(Your task) Repeat the entries that follow, exactly as they are written.

(Information)
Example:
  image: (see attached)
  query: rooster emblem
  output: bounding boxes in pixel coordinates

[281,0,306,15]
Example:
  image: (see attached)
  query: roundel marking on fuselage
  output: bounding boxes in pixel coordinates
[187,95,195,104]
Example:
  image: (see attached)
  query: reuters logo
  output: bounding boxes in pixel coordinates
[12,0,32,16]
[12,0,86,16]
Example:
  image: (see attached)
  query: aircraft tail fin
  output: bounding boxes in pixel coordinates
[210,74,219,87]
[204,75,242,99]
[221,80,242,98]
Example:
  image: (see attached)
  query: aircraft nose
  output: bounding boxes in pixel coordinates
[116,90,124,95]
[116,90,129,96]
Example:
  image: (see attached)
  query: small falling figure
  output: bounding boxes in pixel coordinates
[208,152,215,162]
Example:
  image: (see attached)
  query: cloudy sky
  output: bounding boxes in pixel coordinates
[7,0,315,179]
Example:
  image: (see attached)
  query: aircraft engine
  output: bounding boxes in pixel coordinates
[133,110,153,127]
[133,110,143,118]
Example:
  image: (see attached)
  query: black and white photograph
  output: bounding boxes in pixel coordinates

(Final answer)
Example:
  image: (see attached)
  query: rooster emblem
  output: bounding boxes in pixel coordinates

[281,0,306,15]
Example:
  image: (see attached)
  query: roundel marking on fuselage
  output: bounding boxes in pixel coordinates
[187,95,195,104]
Example:
  image: (see attached)
  query: reuters logo
  output: bounding boxes in pixel coordinates
[12,0,32,16]
[12,0,86,16]
Example:
  image: (see attached)
  query: aircraft tail fin
  output: bounding boxes in pixel coordinates
[210,74,219,87]
[204,75,242,99]
[221,80,242,98]
Example:
  image: (see attached)
  query: aircraft nose
  output: bounding boxes in pixel coordinates
[116,90,124,95]
[116,90,129,96]
Example:
  image: (see attached)
  query: small falling figure
  output: bounding boxes in pixel coordinates
[208,152,215,162]
Example:
  image: (see attached)
  query: cloudy sky
  output: bounding boxes in pixel coordinates
[7,0,315,179]
Example:
  image: (see attached)
  query: aircraft engine
  output: bounding boxes in pixel coordinates
[133,110,153,127]
[133,110,143,118]
Example:
  image: (see attached)
  query: black and white photograph
  output: bounding boxes in pixel coordinates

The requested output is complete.